- _Given data_
────────────────

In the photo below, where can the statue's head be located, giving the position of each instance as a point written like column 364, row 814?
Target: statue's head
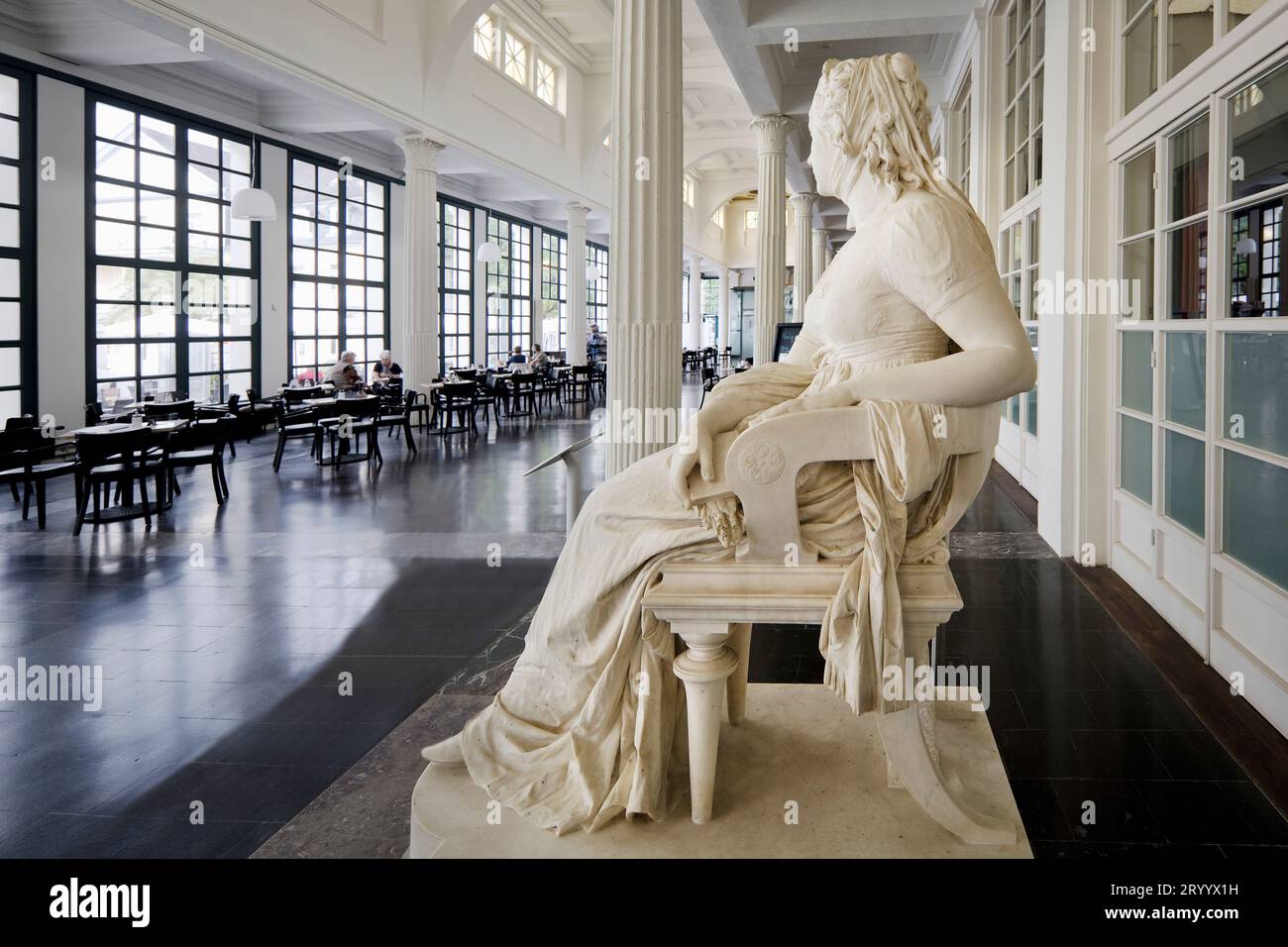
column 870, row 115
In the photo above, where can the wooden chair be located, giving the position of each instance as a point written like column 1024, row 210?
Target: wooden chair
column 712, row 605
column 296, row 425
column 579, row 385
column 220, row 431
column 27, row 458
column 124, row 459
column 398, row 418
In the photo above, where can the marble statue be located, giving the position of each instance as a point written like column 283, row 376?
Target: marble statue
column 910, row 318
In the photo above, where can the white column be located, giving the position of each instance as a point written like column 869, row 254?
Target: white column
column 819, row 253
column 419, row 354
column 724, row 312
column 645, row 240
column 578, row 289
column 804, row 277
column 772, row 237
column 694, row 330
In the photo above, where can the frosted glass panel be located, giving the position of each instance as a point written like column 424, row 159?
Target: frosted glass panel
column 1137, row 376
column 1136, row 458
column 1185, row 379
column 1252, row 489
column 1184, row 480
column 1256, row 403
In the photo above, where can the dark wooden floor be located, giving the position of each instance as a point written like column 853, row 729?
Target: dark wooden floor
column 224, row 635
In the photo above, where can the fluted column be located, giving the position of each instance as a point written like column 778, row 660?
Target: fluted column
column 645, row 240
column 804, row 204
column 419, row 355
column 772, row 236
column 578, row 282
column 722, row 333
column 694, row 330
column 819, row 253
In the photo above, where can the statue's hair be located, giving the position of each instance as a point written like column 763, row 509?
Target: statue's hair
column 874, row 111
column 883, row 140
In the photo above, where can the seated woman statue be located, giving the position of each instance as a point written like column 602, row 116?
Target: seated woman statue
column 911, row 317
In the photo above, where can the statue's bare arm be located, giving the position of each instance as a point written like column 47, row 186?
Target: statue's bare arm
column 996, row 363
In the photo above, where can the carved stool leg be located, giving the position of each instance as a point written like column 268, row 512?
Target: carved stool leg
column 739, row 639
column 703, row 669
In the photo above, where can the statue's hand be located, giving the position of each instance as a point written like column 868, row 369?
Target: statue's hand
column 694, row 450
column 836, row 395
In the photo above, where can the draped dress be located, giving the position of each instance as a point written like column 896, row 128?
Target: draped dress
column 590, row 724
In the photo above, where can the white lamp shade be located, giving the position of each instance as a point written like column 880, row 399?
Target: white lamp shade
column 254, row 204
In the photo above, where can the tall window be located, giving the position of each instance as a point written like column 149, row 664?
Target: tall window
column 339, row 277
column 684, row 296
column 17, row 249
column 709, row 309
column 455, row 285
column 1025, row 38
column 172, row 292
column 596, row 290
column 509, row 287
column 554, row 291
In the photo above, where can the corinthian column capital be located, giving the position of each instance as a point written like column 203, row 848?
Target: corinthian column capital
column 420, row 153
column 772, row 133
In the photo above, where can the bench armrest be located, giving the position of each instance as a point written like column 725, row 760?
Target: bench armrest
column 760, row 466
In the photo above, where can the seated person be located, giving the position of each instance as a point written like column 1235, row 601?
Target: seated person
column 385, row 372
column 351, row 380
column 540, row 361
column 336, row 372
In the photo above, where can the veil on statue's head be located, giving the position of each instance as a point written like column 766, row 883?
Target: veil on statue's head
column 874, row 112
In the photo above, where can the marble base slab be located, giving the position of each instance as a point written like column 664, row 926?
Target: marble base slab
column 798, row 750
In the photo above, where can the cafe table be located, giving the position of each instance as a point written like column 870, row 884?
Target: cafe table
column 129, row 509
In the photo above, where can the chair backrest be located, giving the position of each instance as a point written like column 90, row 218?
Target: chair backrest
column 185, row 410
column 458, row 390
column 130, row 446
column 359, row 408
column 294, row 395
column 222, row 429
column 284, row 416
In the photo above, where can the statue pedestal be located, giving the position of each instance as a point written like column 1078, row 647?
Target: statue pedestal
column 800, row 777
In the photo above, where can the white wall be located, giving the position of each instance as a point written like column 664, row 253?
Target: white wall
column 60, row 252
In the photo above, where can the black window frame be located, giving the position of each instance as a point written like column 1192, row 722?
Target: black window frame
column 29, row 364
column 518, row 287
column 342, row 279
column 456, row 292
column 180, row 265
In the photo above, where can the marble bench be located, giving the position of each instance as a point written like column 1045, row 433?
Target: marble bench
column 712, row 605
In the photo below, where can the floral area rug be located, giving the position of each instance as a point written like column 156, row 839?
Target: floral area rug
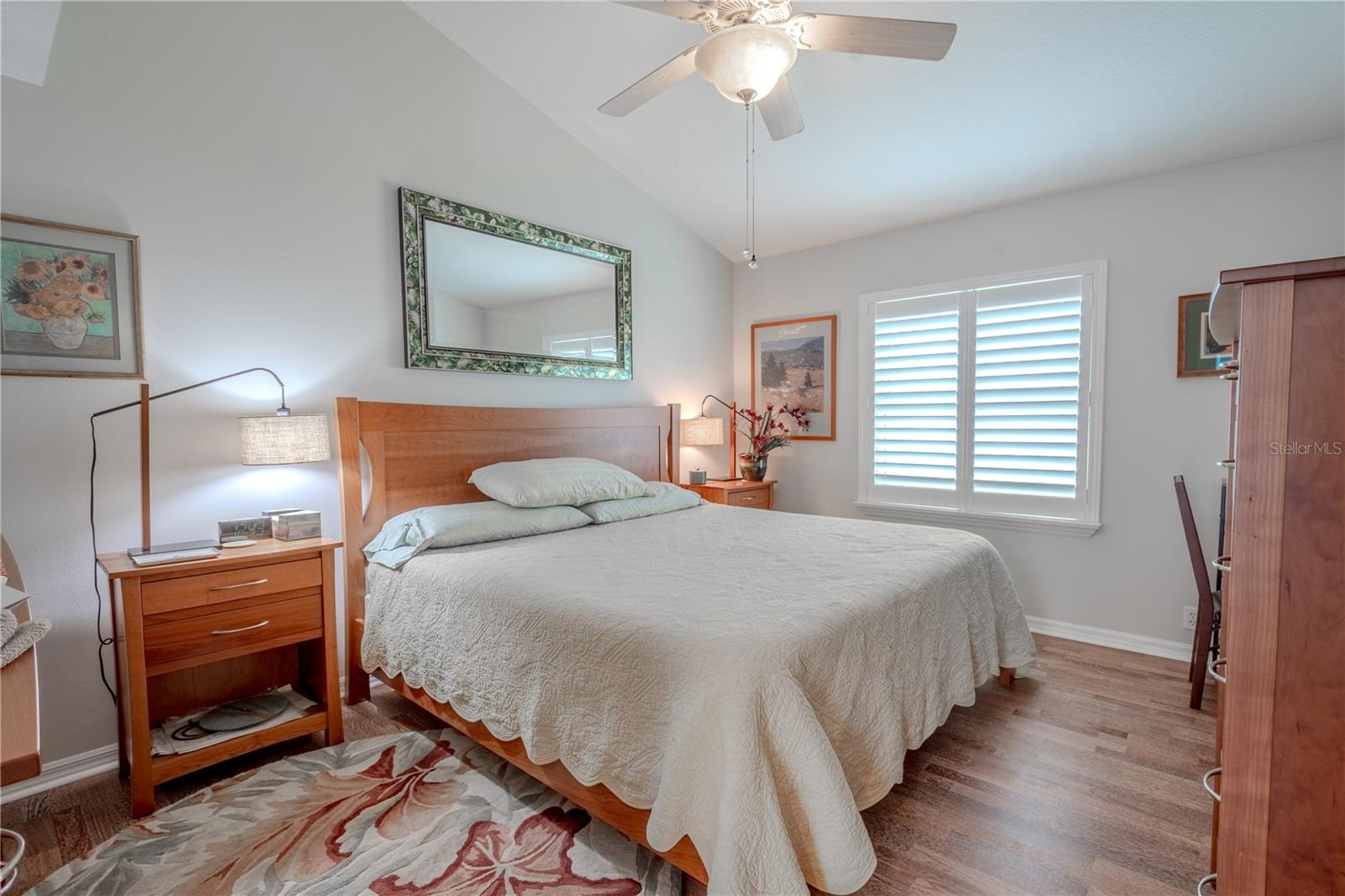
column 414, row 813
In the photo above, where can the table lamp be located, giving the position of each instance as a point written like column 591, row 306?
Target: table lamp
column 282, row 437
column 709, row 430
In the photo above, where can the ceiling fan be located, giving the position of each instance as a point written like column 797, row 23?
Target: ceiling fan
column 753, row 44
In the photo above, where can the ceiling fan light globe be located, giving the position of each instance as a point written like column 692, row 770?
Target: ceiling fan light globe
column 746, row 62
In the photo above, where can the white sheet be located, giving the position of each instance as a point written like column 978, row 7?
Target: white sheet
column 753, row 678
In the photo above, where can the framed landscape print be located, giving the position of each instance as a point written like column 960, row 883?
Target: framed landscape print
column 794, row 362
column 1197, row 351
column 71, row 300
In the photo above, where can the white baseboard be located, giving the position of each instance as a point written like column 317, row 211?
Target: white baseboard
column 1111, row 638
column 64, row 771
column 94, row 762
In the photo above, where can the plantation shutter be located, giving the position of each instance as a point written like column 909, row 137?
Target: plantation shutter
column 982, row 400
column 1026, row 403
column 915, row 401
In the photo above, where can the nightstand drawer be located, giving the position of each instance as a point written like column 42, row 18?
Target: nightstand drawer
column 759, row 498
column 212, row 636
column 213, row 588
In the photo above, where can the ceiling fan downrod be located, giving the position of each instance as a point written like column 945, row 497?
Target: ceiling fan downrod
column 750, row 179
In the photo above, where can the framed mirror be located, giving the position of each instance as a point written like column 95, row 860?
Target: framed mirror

────────────────

- _Work to complete_
Reproduce all of the entries above word for word, leaving out the pictures.

- _Problem solution_
In the photo below, where can the statue's head be located, giving the position of each instance as a point written like column 364, row 814?
Target: statue's head
column 870, row 115
In the photo above, where can the wooden chair be located, giving the position of each instance as a point written like column 1024, row 210?
Target: wooden chair
column 712, row 605
column 296, row 425
column 579, row 385
column 220, row 431
column 27, row 458
column 124, row 459
column 398, row 418
In the photo above, where can the marble statue be located, giving the position of each instance as a point written like column 283, row 376?
Target: marble statue
column 910, row 318
In the photo above, where can the white column be located, giving the position of each instance as a point written like column 869, row 254?
Target: white column
column 819, row 253
column 419, row 354
column 724, row 312
column 645, row 240
column 578, row 289
column 804, row 277
column 772, row 237
column 694, row 330
In the photo above, where can the frosted glass panel be located, giving the position of each instance as a point written like column 424, row 159?
Target: frosted glass panel
column 1137, row 376
column 1136, row 458
column 1185, row 379
column 1252, row 489
column 1184, row 480
column 1256, row 403
In the photo above, where can the dark wooden floor be located, giving the position of each instance as a point written like column 853, row 729?
Target: dark wooden floor
column 224, row 635
In the photo above, where can the fluted column be located, giving the position of each instance as a point written like column 778, row 660?
Target: fluted column
column 645, row 240
column 804, row 204
column 419, row 355
column 772, row 236
column 578, row 282
column 722, row 333
column 694, row 330
column 819, row 253
In the photo above, where can the statue's hair be located, giving the position of each instance as a point written like column 763, row 509?
Target: statue's hair
column 874, row 111
column 883, row 140
In the photo above, where can the seated woman statue be located, giving the position of each instance as a point written like column 602, row 116?
Target: seated woman statue
column 911, row 317
In the photo above, where can the statue's bare arm be located, giving the position of each instance as a point written like column 47, row 186?
Target: statue's bare arm
column 996, row 363
In the photo above, where can the carved stool leg be located, giving the position of each instance as a point written like column 268, row 512?
Target: carved stool leg
column 739, row 639
column 703, row 669
In the photo above, where can the statue's hand be located, giving the position of each instance as a point written like column 868, row 369?
Target: statue's hand
column 694, row 450
column 836, row 395
In the photo above, where can the draped dress be located, giving the position of each instance as a point written like column 896, row 128?
Target: draped dress
column 590, row 724
In the photo above, where can the white lamp shade be located, giving the position of each instance as a point written like column 880, row 399?
Target: white lamp shade
column 254, row 204
In the photo above, where can the tall window be located, giving the position of each instance as a point written like column 149, row 664?
Target: tall window
column 339, row 277
column 684, row 296
column 17, row 249
column 709, row 309
column 455, row 285
column 1025, row 38
column 172, row 292
column 596, row 290
column 509, row 287
column 554, row 291
In the photo above, where can the corinthian column capital be located, giving the position of each instance as a point written like column 203, row 848?
Target: corinthian column capital
column 420, row 153
column 772, row 133
In the photo above, where can the bench armrest be located, giving the position of each instance as a point written like column 725, row 760?
Target: bench armrest
column 760, row 466
In the photo above, where can the seated person be located, giving the position of each instance as a point written like column 1235, row 601?
Target: seated person
column 385, row 372
column 351, row 380
column 540, row 361
column 336, row 372
In the photo above, where can the veil on statue's head be located, giving the position of each instance as a point written like column 766, row 883?
Target: veil on statue's head
column 874, row 112
In the photo above, where can the marble base slab be located, giving the position of each instance as a point written like column 664, row 926?
Target: marble base slab
column 798, row 750
In the photo above, where can the cafe table be located, giving the position of each instance as a point written like column 870, row 884?
Target: cafe table
column 129, row 509
In the photo above, where can the chair backrest be located, giving the position of each instance as a point written like column 90, row 218?
Target: chair backrest
column 185, row 410
column 458, row 390
column 130, row 446
column 359, row 408
column 294, row 395
column 222, row 429
column 284, row 416
In the photo above, where can the statue pedestal be located, giving the position of each instance as a point written like column 1078, row 647?
Target: statue pedestal
column 800, row 777
In the photo above, where can the white wall be located, giving the position of each instance as a point written like column 664, row 253?
Target: white wall
column 60, row 252
In the photo above, where can the black window frame be located, giving the position of each instance as a point written like column 1192, row 722?
Target: black window frame
column 29, row 364
column 518, row 287
column 342, row 279
column 456, row 292
column 180, row 265
In the photo above, where can the marble bench be located, giving the position of each instance as a point written like column 1045, row 433?
Target: marble bench
column 712, row 605
In the photo below, where can the floral area rug be located, giving the position of each instance as a point written like column 156, row 839?
Target: floral area rug
column 414, row 813
In the photo above, where can the table lamp be located, giving the position of each instance as a point written like column 591, row 306?
Target: table lamp
column 282, row 437
column 709, row 430
In the photo above, where can the ceiling fan be located, giving the position of each instance as a point written like column 797, row 23?
Target: ceiling fan
column 753, row 44
In the photo above, where can the ceiling fan light globe be located, giving the position of each instance as a point written like column 692, row 770?
Target: ceiling fan light globe
column 746, row 62
In the photo above, where can the white sheet be located, giving the position of each instance as a point written like column 978, row 7?
Target: white sheet
column 753, row 678
In the photo above, where can the framed landscape print be located, giving the position of each instance as a point written like column 960, row 883?
Target: framed landscape print
column 794, row 362
column 1197, row 351
column 71, row 300
In the photo above, where can the white baseboard be located, giving the position of each instance as a point written like column 317, row 211?
Target: white baseboard
column 1111, row 638
column 64, row 771
column 94, row 762
In the photo above, where can the plantation shutter be located, giving the position of each instance as a point written like column 909, row 137?
Target: plantation shutter
column 982, row 400
column 1026, row 403
column 915, row 401
In the photo above, where can the nightstand drawer be located, giving the position of each instance as a point written like column 42, row 18?
Target: nightstand drawer
column 759, row 498
column 212, row 636
column 213, row 588
In the photo above, where can the ceiling fan downrod be located, giving the position of each instance as a point written like column 945, row 497?
Target: ceiling fan downrod
column 750, row 179
In the photo above, where can the framed mirror be located, giving the position of each instance as a point written like column 95, row 860?
Target: framed mirror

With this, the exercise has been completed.